Report in full every line in the items that contains the word "frame". Case counts.

Pointing dataset excerpts
_ _ _ _ _

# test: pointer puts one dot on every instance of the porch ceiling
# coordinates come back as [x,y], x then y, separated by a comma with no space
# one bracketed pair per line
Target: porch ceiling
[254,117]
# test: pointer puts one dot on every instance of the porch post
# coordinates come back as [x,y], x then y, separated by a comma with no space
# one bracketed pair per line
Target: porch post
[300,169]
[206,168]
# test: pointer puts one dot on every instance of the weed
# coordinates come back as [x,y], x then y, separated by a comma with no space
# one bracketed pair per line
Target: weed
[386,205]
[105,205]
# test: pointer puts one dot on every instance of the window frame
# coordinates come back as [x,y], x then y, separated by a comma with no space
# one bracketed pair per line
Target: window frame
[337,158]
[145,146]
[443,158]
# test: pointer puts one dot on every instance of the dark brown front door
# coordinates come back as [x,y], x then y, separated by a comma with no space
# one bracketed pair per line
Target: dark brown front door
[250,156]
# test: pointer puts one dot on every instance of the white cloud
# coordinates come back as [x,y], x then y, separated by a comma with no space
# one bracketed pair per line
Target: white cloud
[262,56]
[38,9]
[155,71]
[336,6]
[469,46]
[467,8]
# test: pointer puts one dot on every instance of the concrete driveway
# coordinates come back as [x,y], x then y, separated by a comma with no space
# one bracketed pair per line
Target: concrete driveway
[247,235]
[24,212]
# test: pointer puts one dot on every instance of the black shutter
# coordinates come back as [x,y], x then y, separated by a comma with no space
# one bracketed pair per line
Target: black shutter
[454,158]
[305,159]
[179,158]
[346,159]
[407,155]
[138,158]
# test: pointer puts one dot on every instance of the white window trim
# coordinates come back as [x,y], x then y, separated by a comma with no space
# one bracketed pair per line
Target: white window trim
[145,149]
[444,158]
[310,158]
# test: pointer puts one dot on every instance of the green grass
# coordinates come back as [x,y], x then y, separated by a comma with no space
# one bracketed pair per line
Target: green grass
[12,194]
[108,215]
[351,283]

_ _ _ _ _

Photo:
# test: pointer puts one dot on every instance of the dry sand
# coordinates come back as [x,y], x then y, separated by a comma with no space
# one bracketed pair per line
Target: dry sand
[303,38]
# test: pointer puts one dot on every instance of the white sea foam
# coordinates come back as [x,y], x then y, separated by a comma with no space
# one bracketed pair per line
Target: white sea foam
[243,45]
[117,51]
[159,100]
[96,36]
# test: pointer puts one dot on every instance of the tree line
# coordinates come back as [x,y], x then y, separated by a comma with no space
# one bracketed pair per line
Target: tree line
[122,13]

_ _ _ _ _

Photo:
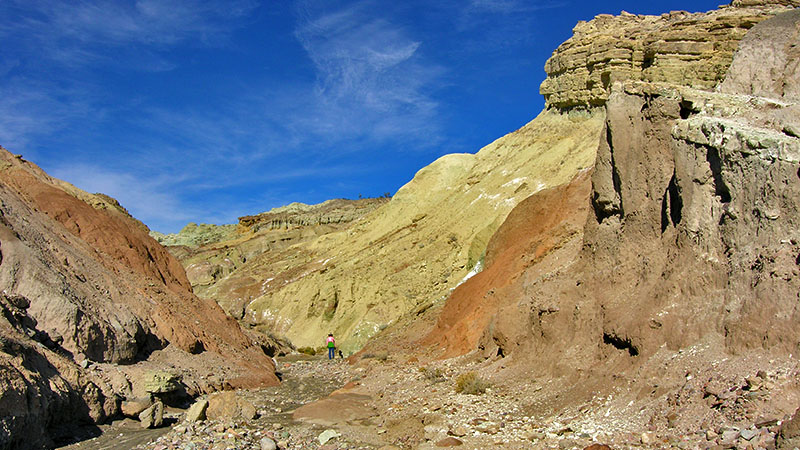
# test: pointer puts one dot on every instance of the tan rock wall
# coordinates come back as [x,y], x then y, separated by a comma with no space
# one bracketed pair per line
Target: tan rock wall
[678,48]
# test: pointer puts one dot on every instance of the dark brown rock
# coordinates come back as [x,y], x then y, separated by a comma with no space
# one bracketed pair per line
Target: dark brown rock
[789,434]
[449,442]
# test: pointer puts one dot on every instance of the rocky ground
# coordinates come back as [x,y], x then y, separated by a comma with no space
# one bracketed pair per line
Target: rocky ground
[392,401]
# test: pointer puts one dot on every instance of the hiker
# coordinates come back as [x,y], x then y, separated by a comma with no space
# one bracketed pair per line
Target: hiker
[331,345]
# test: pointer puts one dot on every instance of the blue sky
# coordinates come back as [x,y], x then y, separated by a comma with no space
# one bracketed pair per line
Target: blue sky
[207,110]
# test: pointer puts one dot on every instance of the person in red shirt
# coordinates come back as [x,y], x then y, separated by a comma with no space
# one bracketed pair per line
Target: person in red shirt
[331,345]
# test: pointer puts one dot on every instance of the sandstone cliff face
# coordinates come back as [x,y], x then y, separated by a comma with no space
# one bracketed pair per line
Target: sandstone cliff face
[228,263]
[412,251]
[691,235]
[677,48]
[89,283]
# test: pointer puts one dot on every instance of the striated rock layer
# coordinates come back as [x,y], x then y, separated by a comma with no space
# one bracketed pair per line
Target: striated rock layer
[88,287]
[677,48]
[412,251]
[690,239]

_ _ _ _ _

### Final result
# test: pointer puts one dot on every instance of the window frame
Target: window frame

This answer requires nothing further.